● Task to carry out:
Your task is to restate the data word for word.

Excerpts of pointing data
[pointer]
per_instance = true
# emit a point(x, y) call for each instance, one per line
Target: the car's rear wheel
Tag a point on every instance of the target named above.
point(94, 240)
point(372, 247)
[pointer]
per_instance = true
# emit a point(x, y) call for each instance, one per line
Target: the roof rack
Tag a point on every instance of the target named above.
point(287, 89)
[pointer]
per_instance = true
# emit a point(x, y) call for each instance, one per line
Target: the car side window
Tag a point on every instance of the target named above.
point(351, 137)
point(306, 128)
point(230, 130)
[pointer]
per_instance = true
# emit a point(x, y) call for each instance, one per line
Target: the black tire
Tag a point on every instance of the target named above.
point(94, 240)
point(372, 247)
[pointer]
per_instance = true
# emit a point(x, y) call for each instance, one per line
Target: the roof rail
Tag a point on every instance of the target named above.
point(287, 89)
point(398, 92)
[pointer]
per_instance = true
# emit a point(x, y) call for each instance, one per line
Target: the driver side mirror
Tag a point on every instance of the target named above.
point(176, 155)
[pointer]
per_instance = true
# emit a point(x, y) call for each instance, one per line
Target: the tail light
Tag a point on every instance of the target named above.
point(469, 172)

● Written solution:
[pointer]
per_instance = true
# emit a point(x, y) call for each instance, one per line
Target: the car's rear wheel
Tag a point on every instance of the target named above.
point(94, 240)
point(372, 247)
[pointer]
per_instance = true
# emit a point(x, y) call for each instance, one per line
Target: the roof rack
Tag a point on every instance of the target named above.
point(287, 89)
[pointer]
per_instance = true
# emit a point(x, y) call for each instance, one per line
Target: the car side window
Tag a point on every instance of the target named above.
point(351, 137)
point(306, 128)
point(230, 130)
[pointer]
per_instance = true
# emit a point(x, y) call for each instance, one per line
Target: the black tire
Tag a point on every instance of the target named above.
point(94, 240)
point(372, 247)
[pointer]
per_instance = true
# emit a point(x, y) call for each instance, one per line
Target: the roof rail
Tag a point on every instance of the target named above.
point(287, 89)
point(398, 92)
[pointer]
per_instance = true
# emit a point(x, y) call for each instance, one per line
Target: the driver side mirror
Tag a point on every instance of the target named above.
point(176, 155)
[pointer]
per_instance = true
# emit a point(x, y) call for each instance, one per line
Target: the tail light
Tag a point on every instance of the target named above.
point(469, 172)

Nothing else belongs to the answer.